● PAGE EXTRACT:
The Comfort had sailed into NYC to treat non-COVID patients and relieve the burden on hospitals. But as ERs and ICUs overflowed, it had to take COVID cases as well. And the ship wasn’t prepared.

That’s when a manufacturer stepped in. Here’s what happened:

On board: 25 ICU patients arrived from a Brooklyn hospital and required immediate medical attention.

  • The doctors on the Comfort needed 9 different medications to treat them, but they didn’t have any in stock.
  • Most crucially, they needed the sedatives necessary for intubation, should patients need to be put on ventilators.
  • So they called Pfizer.

What happened next: Though not an emergency response team, Pfizer’s Hospital Business Unit came together quickly and worked through the night. Here are a few hurdles they faced:

  • Logistics: The medications had to be routed through centers in Tennessee and Wisconsin and then delivered directly to the Comfort.
  • Transportation: They chartered two planes on short notice, to ensure same-day delivery.

Within 24 hours of the initial call, 4,100 units of medication arrived on the Comfort, and medical workers could treat the patients on board. Several more shipments would follow in the coming days, after the emergency had passed.

Weeks later, the Comfort left New York City’s harbor with its mission complete, thanks in no small part to a manufacturer. This is how the industry is responding to the pandemic: at short notice, at odd hours, and with a sense of duty.

● INFORMATION:
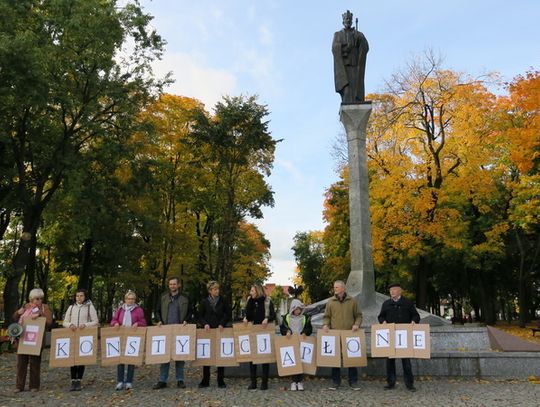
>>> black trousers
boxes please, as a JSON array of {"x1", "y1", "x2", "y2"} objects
[
  {"x1": 71, "y1": 366, "x2": 84, "y2": 380},
  {"x1": 386, "y1": 358, "x2": 414, "y2": 388},
  {"x1": 201, "y1": 366, "x2": 225, "y2": 384},
  {"x1": 249, "y1": 362, "x2": 270, "y2": 384}
]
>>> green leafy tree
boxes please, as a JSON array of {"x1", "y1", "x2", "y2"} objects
[{"x1": 0, "y1": 0, "x2": 163, "y2": 324}]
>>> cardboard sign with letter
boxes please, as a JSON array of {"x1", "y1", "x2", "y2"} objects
[
  {"x1": 233, "y1": 323, "x2": 253, "y2": 363},
  {"x1": 144, "y1": 325, "x2": 173, "y2": 365},
  {"x1": 274, "y1": 334, "x2": 304, "y2": 376},
  {"x1": 371, "y1": 324, "x2": 395, "y2": 358},
  {"x1": 191, "y1": 329, "x2": 216, "y2": 366},
  {"x1": 214, "y1": 328, "x2": 238, "y2": 367},
  {"x1": 299, "y1": 336, "x2": 317, "y2": 375},
  {"x1": 49, "y1": 328, "x2": 77, "y2": 367},
  {"x1": 120, "y1": 326, "x2": 146, "y2": 366},
  {"x1": 411, "y1": 324, "x2": 431, "y2": 359},
  {"x1": 17, "y1": 317, "x2": 47, "y2": 356},
  {"x1": 251, "y1": 324, "x2": 276, "y2": 365},
  {"x1": 171, "y1": 324, "x2": 197, "y2": 360},
  {"x1": 317, "y1": 329, "x2": 341, "y2": 367},
  {"x1": 74, "y1": 326, "x2": 98, "y2": 366},
  {"x1": 392, "y1": 324, "x2": 414, "y2": 358},
  {"x1": 101, "y1": 326, "x2": 124, "y2": 366},
  {"x1": 341, "y1": 329, "x2": 367, "y2": 367}
]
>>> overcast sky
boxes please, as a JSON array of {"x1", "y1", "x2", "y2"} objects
[{"x1": 141, "y1": 0, "x2": 540, "y2": 285}]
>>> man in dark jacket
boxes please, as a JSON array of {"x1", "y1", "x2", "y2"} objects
[
  {"x1": 378, "y1": 283, "x2": 420, "y2": 391},
  {"x1": 198, "y1": 281, "x2": 231, "y2": 389},
  {"x1": 153, "y1": 277, "x2": 192, "y2": 390}
]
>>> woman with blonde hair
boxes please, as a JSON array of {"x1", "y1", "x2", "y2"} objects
[
  {"x1": 244, "y1": 284, "x2": 276, "y2": 390},
  {"x1": 111, "y1": 290, "x2": 146, "y2": 390},
  {"x1": 62, "y1": 288, "x2": 99, "y2": 391},
  {"x1": 13, "y1": 288, "x2": 53, "y2": 393}
]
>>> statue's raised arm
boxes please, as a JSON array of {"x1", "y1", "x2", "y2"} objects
[{"x1": 332, "y1": 10, "x2": 369, "y2": 104}]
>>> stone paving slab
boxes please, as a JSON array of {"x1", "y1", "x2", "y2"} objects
[{"x1": 0, "y1": 351, "x2": 540, "y2": 407}]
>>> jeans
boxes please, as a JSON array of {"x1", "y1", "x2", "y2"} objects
[
  {"x1": 16, "y1": 354, "x2": 41, "y2": 391},
  {"x1": 386, "y1": 358, "x2": 414, "y2": 388},
  {"x1": 159, "y1": 360, "x2": 185, "y2": 383},
  {"x1": 332, "y1": 367, "x2": 358, "y2": 386},
  {"x1": 71, "y1": 365, "x2": 84, "y2": 380},
  {"x1": 201, "y1": 366, "x2": 225, "y2": 385},
  {"x1": 116, "y1": 365, "x2": 135, "y2": 383}
]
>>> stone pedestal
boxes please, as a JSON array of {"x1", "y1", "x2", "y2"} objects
[{"x1": 340, "y1": 103, "x2": 376, "y2": 310}]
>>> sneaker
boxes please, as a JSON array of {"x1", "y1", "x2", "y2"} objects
[
  {"x1": 328, "y1": 383, "x2": 339, "y2": 390},
  {"x1": 152, "y1": 382, "x2": 167, "y2": 390}
]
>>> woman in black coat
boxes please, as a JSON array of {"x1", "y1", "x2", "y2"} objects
[
  {"x1": 244, "y1": 284, "x2": 276, "y2": 390},
  {"x1": 199, "y1": 281, "x2": 231, "y2": 388}
]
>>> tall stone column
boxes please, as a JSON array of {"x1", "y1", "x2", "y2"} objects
[{"x1": 340, "y1": 103, "x2": 376, "y2": 309}]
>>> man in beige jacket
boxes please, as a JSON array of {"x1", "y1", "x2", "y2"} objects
[{"x1": 322, "y1": 280, "x2": 362, "y2": 390}]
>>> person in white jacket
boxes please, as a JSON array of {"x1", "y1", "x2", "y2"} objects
[{"x1": 62, "y1": 288, "x2": 99, "y2": 391}]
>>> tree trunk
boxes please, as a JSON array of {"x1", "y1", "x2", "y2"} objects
[
  {"x1": 0, "y1": 209, "x2": 11, "y2": 240},
  {"x1": 77, "y1": 239, "x2": 93, "y2": 298},
  {"x1": 478, "y1": 271, "x2": 497, "y2": 325},
  {"x1": 4, "y1": 208, "x2": 41, "y2": 325},
  {"x1": 415, "y1": 256, "x2": 427, "y2": 309}
]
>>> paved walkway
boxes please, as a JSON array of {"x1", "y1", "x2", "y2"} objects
[{"x1": 0, "y1": 351, "x2": 540, "y2": 407}]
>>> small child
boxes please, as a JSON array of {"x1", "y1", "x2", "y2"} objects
[{"x1": 279, "y1": 298, "x2": 313, "y2": 391}]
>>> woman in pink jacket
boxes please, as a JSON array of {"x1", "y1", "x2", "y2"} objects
[{"x1": 111, "y1": 291, "x2": 146, "y2": 390}]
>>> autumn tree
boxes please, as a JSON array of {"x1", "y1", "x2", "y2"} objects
[
  {"x1": 190, "y1": 96, "x2": 278, "y2": 295},
  {"x1": 0, "y1": 0, "x2": 162, "y2": 326},
  {"x1": 500, "y1": 71, "x2": 540, "y2": 326},
  {"x1": 292, "y1": 231, "x2": 326, "y2": 302}
]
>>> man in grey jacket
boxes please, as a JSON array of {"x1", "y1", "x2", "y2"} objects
[{"x1": 153, "y1": 277, "x2": 191, "y2": 390}]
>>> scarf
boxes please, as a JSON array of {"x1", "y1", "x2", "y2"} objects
[
  {"x1": 208, "y1": 295, "x2": 219, "y2": 312},
  {"x1": 122, "y1": 304, "x2": 137, "y2": 326},
  {"x1": 19, "y1": 306, "x2": 35, "y2": 325}
]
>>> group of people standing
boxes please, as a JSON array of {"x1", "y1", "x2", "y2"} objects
[{"x1": 13, "y1": 277, "x2": 420, "y2": 392}]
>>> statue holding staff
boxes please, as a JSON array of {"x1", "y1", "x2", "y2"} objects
[{"x1": 332, "y1": 10, "x2": 369, "y2": 104}]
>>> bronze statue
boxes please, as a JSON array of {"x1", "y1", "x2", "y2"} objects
[{"x1": 332, "y1": 10, "x2": 369, "y2": 104}]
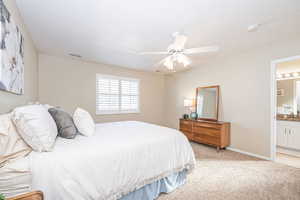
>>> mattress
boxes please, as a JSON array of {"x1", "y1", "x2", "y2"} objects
[{"x1": 29, "y1": 121, "x2": 195, "y2": 200}]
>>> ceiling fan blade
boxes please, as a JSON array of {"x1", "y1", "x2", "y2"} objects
[
  {"x1": 171, "y1": 33, "x2": 187, "y2": 50},
  {"x1": 184, "y1": 46, "x2": 220, "y2": 54},
  {"x1": 138, "y1": 51, "x2": 169, "y2": 55}
]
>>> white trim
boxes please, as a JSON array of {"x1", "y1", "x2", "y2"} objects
[
  {"x1": 277, "y1": 146, "x2": 300, "y2": 157},
  {"x1": 227, "y1": 147, "x2": 271, "y2": 160},
  {"x1": 270, "y1": 56, "x2": 300, "y2": 161}
]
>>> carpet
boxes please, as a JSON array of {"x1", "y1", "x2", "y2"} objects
[{"x1": 158, "y1": 143, "x2": 300, "y2": 200}]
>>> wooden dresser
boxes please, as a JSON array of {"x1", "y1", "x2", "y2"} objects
[{"x1": 179, "y1": 119, "x2": 230, "y2": 151}]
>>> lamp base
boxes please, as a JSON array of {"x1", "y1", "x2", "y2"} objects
[{"x1": 182, "y1": 114, "x2": 189, "y2": 119}]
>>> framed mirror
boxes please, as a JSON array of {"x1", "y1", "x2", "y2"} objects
[{"x1": 196, "y1": 85, "x2": 220, "y2": 121}]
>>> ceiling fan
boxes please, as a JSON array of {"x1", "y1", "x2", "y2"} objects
[{"x1": 139, "y1": 32, "x2": 219, "y2": 70}]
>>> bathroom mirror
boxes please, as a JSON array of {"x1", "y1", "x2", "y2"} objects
[{"x1": 196, "y1": 85, "x2": 219, "y2": 121}]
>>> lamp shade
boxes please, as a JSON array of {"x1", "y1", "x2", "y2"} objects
[{"x1": 183, "y1": 99, "x2": 193, "y2": 107}]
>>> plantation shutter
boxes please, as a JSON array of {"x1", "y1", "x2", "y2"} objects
[{"x1": 96, "y1": 74, "x2": 139, "y2": 114}]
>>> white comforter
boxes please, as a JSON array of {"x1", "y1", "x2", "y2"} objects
[{"x1": 30, "y1": 121, "x2": 195, "y2": 200}]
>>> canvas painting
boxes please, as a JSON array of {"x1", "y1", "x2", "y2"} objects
[{"x1": 0, "y1": 0, "x2": 24, "y2": 94}]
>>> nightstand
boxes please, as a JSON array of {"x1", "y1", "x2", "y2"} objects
[{"x1": 7, "y1": 191, "x2": 44, "y2": 200}]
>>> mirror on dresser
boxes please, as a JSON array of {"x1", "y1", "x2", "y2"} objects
[
  {"x1": 179, "y1": 86, "x2": 230, "y2": 150},
  {"x1": 196, "y1": 85, "x2": 219, "y2": 121}
]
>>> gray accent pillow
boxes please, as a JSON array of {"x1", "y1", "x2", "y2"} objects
[{"x1": 48, "y1": 108, "x2": 79, "y2": 139}]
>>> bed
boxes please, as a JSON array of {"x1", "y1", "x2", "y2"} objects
[{"x1": 28, "y1": 121, "x2": 195, "y2": 200}]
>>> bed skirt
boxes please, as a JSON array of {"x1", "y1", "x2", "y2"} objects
[{"x1": 120, "y1": 169, "x2": 187, "y2": 200}]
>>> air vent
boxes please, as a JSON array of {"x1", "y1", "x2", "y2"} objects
[{"x1": 69, "y1": 53, "x2": 82, "y2": 58}]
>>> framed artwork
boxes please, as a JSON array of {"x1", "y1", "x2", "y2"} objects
[
  {"x1": 277, "y1": 89, "x2": 284, "y2": 96},
  {"x1": 0, "y1": 0, "x2": 24, "y2": 94}
]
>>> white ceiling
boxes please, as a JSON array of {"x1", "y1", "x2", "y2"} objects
[{"x1": 17, "y1": 0, "x2": 300, "y2": 71}]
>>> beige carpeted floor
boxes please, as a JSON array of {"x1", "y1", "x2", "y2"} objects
[{"x1": 158, "y1": 143, "x2": 300, "y2": 200}]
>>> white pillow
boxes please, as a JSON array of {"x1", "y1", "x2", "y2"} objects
[
  {"x1": 73, "y1": 108, "x2": 95, "y2": 136},
  {"x1": 0, "y1": 113, "x2": 32, "y2": 167},
  {"x1": 12, "y1": 105, "x2": 57, "y2": 152}
]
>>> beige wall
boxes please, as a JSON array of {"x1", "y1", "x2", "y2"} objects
[
  {"x1": 39, "y1": 54, "x2": 165, "y2": 124},
  {"x1": 166, "y1": 38, "x2": 300, "y2": 157},
  {"x1": 0, "y1": 0, "x2": 38, "y2": 113}
]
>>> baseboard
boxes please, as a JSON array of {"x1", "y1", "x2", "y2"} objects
[
  {"x1": 226, "y1": 147, "x2": 271, "y2": 160},
  {"x1": 277, "y1": 146, "x2": 300, "y2": 157}
]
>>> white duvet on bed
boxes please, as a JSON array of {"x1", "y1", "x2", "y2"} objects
[{"x1": 29, "y1": 121, "x2": 195, "y2": 200}]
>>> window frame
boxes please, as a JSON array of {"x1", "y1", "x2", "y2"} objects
[{"x1": 96, "y1": 73, "x2": 140, "y2": 115}]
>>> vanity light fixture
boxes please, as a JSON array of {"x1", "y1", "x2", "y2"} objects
[{"x1": 276, "y1": 72, "x2": 300, "y2": 80}]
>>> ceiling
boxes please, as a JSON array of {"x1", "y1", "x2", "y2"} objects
[{"x1": 17, "y1": 0, "x2": 300, "y2": 71}]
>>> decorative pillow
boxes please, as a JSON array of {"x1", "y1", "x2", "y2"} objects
[
  {"x1": 48, "y1": 108, "x2": 78, "y2": 139},
  {"x1": 0, "y1": 157, "x2": 32, "y2": 199},
  {"x1": 0, "y1": 113, "x2": 32, "y2": 168},
  {"x1": 12, "y1": 105, "x2": 57, "y2": 152},
  {"x1": 73, "y1": 108, "x2": 95, "y2": 136}
]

● ASSIGNED TASK: In the passage about the hospital ship Comfort, translate this sentence into Spanish: "Within 24 hours of the initial call, 4,100 units of medication arrived on the Comfort, and medical workers could treat the patients on board."

● WRITTEN ANSWER: En las 24 horas siguientes a la llamada inicial, llegaron al Comfort 4100 unidades de medicamentos, y el personal médico pudo tratar a los pacientes a bordo.